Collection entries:
------------------------------------

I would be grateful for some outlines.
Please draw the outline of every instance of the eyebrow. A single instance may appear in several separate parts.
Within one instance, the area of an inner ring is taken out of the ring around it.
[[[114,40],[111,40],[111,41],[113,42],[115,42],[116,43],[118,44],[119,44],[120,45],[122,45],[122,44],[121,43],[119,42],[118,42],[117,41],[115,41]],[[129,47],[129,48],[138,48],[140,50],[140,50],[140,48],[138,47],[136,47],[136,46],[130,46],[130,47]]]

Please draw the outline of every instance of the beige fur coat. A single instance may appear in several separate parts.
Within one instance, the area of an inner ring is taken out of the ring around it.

------------------------------------

Format the lines of the material from the one containing "Please draw the outline of every instance of the beige" through the end, both included, as a numbered list, leaving out any blank lines.

1. Please draw the outline of every instance of the beige fur coat. A single instance may appear in several separate parts.
2. Within one instance, the area of an inner ring is taken out of the ring around it.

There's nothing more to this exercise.